Avro仕様書を読んでみること #Kafka

要約

CDC Replication Engine for KafkaというKafka用ツール製品が自動で登録してくれたAvro Schemaに気になるところがあったのでApache Avro™ 1.10.2 Specificationを見ながら解読を試みた際のメモ。
最初に言っておくと、Avroスキーマの読み方は勉強できたのですが結局気になったところは完全には解消していないです。

発端

メインフレーム上にあるIMS階層型DBをKafkaへレプリケーションするという検証をやっています。
IMSからの吸い上げはInfosphere Classic CDC for z/OS(以下CCDC)、Kafkaへの投入にはCDC Replication Engine for Kafka(以下CDC for Kafka)を使っています。

CCDCにDBレコードの論理的な見方、もといデータ構造をメタデータという形で与えてやるとCDC for Kafkaが自動的に投入先トピックを作成してメタデータに対応したデータ構造をAvro形式でスキーマへ登録してくれるのが便利。
一通りのデータ型についてちゃんとメタデータ生成からAvroスキーマ登録、レプリケーションまでの一連の流れがうまくいくかどうかテストしていたのですが、その中で気になったことがありました。

バイナリデータのレプリケーションも1バイト・2バイト・4バイトでそれぞれ試したのですが、ソース(レプリケーション元IMS)では0xf0だった箇所をKafka側でavro-consumeしてみるとdになっていたんですね。そして0xfff0がydに、0xfffffff0がyyydになっていました。

0xffがy、0xf0がdになっているようだというのは分かるのですが、yはdの15番先というわけでもなく、なぜこうなっているのかわからない。
そこでまずは腰を据えてCDC for Kafkaに任せきりにしていたAvroスキーマへの登録をちゃんと見てみることにしたのでした。

調査対象Avroスキーマ

Avroスキーマ

{
    "type": "record",
    "name": "RTSEG2",
    "namespace": "value.SOURCEDB.IMS.HICKA1",
    "fields": [
        {
        "name": "RT_KEY",
        "type": [
            {
            "type": "string",
            "logicalType": "CHARACTER",
            "dbColumnName": "RT_KEY",
            "length": 6
            },
            "null"
        ],
        "doc": "",
        "default": ""
        },
        {
        "name": "RT_BIT8",
        "type": [
            {
            "type": "bytes",
            "logicalType": "BINARY",
            "dbColumnName": "RT_BIT8",
            "length": 1
            },
            "null"
        ],
        "doc": "",
        "default": ""
        },
        {
        "name": "RT_BIT16",
        "type": [
            {
            "type": "bytes",
            "logicalType": "BINARY",
            "dbColumnName": "RT_BIT16",
            "length": 2
            },
            "null"
        ],
        "doc": "",
        "default": ""
        },
        {
        "name": "RT_BIT32",
        "type": [
            {
            "type": "bytes",
            "logicalType": "BINARY",
            "dbColumnName": "RT_BIT32",
            "length": 4
            },
            "null"

——————————

文書の抜粋にある「IMSからの吸い上げはInfosphere Classic CDC for z/OS(以下CCDC)、Kafkaへの投入にはCDC Replication Engine for Kafka(以下CDC for Kafka)を使っています。」という一文は、英語でどう訳せますか？

——————————

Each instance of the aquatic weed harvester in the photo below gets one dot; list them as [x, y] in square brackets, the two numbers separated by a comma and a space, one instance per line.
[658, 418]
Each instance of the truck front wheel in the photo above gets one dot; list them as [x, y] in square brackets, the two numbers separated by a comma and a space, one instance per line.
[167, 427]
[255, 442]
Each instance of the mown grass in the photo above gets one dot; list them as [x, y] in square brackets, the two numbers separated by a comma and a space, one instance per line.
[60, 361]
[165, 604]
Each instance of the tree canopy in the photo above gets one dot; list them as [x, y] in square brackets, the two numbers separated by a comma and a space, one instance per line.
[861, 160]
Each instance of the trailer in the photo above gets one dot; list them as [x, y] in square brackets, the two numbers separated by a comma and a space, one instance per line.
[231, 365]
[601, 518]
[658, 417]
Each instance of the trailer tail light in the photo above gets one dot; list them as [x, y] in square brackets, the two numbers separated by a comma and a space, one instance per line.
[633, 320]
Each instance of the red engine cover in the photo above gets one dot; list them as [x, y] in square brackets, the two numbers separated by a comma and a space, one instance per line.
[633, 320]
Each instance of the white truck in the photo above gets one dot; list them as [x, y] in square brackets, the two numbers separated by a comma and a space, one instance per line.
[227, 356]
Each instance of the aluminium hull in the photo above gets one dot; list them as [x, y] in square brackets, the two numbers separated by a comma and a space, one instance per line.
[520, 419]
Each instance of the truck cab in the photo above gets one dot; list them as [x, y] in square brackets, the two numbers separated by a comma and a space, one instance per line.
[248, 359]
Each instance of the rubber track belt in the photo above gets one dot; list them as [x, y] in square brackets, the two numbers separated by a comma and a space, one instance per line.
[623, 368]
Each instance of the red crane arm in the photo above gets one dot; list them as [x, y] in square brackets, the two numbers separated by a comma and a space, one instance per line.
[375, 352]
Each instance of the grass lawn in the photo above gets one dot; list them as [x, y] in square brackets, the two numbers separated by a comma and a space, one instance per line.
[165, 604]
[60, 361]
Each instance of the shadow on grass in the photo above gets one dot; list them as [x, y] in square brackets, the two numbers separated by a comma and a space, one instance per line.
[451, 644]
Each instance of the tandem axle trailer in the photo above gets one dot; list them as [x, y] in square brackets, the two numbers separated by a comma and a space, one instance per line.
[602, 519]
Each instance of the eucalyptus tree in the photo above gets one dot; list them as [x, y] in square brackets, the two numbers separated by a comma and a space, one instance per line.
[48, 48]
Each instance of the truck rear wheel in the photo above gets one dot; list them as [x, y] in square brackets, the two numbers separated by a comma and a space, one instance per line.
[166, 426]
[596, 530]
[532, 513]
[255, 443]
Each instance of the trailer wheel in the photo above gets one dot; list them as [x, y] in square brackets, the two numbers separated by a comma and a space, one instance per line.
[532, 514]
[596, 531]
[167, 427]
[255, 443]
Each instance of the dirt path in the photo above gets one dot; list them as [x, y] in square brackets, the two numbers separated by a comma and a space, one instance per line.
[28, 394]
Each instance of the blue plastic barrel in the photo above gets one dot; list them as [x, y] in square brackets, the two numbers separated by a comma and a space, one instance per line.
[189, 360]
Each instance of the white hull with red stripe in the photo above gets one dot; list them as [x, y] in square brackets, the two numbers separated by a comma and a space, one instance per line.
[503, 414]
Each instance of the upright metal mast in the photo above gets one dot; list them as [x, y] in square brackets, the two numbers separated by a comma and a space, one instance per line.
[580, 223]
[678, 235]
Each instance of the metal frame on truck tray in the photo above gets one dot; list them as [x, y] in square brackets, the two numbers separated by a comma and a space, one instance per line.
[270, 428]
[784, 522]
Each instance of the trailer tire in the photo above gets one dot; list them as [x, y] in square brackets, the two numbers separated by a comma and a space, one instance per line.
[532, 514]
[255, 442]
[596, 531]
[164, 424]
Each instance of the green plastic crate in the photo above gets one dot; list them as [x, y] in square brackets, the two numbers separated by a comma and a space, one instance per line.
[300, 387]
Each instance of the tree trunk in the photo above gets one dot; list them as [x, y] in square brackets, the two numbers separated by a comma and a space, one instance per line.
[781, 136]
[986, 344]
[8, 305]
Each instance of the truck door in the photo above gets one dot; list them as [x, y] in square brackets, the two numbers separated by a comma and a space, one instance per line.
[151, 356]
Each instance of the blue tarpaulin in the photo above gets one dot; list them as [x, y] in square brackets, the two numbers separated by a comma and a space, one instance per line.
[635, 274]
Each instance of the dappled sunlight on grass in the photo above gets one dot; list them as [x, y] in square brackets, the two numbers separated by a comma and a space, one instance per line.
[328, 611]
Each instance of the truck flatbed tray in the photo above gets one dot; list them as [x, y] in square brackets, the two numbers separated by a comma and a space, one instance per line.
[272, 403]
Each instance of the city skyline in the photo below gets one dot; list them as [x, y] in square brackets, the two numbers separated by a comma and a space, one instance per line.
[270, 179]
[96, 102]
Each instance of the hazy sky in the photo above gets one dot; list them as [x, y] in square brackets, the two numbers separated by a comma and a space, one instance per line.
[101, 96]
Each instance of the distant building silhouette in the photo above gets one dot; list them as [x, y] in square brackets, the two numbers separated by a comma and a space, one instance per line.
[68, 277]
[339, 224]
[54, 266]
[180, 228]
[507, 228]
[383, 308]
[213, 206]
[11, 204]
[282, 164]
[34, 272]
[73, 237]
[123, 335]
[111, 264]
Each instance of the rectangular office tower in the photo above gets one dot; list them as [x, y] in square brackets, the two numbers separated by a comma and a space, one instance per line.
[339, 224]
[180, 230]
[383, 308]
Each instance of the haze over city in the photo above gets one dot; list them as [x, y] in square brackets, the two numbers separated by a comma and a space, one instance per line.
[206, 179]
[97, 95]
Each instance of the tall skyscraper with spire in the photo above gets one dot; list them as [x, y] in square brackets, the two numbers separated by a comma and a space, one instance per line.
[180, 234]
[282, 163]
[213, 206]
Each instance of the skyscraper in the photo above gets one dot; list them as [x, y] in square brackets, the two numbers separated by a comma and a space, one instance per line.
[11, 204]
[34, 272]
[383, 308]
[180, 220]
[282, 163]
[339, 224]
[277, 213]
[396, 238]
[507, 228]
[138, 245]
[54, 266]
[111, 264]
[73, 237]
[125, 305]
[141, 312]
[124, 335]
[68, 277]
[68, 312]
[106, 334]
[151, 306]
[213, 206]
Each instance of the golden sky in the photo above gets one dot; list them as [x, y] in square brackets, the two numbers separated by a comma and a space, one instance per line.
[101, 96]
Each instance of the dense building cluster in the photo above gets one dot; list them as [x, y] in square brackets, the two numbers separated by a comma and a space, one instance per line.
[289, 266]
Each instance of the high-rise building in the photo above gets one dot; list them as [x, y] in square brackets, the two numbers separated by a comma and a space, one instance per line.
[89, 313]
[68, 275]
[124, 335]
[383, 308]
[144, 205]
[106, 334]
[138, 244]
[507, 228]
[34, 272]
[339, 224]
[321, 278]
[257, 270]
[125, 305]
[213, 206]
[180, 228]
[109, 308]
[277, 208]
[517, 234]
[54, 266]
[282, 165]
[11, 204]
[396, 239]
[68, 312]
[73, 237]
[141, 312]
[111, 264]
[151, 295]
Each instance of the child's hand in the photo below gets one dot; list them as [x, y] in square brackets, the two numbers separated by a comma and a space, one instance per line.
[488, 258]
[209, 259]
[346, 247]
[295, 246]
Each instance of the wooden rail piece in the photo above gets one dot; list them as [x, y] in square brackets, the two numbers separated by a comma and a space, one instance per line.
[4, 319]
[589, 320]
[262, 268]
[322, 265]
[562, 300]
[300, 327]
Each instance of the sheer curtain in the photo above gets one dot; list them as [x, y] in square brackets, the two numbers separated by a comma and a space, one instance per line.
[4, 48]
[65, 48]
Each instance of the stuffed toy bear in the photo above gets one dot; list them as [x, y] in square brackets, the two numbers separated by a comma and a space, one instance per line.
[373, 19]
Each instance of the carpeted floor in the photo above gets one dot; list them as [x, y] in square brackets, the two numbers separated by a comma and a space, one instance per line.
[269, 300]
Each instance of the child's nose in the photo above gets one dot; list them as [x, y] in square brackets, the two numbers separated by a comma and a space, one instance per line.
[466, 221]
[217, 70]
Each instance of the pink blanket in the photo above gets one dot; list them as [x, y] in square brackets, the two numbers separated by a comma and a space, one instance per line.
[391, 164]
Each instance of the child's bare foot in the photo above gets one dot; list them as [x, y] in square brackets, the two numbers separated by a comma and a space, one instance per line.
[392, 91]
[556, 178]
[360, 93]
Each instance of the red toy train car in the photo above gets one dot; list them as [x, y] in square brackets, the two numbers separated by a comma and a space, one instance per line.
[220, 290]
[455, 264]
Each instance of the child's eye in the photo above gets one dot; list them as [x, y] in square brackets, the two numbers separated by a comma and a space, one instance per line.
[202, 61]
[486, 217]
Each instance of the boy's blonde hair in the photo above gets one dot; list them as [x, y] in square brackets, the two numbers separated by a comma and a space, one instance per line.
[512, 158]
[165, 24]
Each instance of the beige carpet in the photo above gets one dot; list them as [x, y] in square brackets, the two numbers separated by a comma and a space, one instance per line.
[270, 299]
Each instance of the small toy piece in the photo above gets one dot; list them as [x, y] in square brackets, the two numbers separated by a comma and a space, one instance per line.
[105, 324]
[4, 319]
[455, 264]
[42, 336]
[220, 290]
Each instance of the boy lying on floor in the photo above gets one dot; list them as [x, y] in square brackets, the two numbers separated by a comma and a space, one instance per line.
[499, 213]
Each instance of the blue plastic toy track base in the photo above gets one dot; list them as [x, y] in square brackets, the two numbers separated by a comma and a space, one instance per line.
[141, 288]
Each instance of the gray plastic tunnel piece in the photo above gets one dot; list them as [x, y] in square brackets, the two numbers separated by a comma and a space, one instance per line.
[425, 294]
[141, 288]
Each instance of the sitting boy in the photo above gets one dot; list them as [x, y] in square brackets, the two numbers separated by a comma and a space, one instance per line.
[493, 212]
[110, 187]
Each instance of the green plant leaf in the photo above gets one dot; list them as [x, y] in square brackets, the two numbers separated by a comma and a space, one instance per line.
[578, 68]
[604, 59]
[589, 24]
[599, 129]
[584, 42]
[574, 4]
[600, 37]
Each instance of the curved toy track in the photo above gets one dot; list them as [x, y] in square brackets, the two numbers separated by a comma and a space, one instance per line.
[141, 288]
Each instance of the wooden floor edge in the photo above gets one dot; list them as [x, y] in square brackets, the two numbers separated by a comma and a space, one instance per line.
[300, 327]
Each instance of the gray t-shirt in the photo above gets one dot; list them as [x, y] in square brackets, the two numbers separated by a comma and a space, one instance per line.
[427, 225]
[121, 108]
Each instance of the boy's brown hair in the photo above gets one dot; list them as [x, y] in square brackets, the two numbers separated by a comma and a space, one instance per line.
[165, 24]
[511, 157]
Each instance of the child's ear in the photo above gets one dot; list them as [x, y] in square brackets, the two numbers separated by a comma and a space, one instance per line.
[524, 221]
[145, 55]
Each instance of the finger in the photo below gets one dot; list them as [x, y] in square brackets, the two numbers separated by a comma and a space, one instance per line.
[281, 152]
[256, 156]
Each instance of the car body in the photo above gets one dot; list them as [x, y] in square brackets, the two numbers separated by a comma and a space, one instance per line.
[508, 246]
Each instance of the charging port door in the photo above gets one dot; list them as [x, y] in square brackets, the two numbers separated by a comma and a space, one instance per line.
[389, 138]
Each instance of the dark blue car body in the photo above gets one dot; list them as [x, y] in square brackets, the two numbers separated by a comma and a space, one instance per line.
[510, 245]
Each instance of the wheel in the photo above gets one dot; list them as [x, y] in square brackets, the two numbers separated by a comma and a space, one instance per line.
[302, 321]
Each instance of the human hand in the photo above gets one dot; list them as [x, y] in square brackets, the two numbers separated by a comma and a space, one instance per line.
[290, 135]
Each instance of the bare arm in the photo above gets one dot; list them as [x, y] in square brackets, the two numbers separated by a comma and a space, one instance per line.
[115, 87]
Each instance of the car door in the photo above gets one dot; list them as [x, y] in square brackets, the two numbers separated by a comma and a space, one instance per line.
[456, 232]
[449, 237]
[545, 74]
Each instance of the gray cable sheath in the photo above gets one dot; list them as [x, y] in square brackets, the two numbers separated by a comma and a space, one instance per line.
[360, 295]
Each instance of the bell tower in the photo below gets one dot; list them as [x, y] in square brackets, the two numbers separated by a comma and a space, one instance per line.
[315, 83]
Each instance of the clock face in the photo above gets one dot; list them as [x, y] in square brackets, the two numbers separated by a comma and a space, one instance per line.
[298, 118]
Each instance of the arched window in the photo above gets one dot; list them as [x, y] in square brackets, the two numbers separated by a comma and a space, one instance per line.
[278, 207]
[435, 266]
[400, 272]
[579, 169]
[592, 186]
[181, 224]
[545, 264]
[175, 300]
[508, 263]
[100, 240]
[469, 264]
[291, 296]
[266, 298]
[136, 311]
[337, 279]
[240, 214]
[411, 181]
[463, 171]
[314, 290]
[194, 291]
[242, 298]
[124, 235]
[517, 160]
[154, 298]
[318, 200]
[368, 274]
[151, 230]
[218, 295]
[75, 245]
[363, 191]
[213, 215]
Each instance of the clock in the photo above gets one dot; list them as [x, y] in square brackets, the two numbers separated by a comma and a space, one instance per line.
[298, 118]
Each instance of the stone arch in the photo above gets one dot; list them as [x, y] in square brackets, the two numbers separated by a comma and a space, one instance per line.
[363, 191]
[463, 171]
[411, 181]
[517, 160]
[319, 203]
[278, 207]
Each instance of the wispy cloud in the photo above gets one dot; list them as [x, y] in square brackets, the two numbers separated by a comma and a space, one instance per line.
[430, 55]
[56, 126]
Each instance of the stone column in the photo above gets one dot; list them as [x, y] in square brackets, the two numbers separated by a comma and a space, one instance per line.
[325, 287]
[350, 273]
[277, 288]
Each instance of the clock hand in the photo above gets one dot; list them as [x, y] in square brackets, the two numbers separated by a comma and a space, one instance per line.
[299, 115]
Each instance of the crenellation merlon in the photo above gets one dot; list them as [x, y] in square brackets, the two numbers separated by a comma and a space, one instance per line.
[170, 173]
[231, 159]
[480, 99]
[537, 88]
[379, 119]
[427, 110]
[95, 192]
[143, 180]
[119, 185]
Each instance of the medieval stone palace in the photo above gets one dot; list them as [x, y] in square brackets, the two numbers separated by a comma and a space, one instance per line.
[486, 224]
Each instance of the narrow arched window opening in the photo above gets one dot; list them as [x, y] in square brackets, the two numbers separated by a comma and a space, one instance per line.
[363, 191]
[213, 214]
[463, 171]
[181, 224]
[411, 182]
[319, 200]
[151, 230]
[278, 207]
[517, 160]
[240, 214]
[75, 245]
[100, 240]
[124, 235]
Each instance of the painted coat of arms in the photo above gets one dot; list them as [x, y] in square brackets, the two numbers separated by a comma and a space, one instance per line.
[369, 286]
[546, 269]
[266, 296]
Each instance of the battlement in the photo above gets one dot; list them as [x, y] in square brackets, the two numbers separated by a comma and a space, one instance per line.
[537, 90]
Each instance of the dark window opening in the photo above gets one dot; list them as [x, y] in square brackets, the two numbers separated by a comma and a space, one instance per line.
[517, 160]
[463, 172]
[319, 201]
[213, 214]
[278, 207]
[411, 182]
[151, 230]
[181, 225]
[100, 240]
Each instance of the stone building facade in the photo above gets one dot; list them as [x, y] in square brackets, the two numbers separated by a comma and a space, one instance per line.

——————————

| 課題への回答 |
For extracting data from IMS we use Infosphere Classic CDC for z/OS (hereafter CCDC), and for loading it into Kafka we use CDC Replication Engine for Kafka (hereafter CDC for Kafka).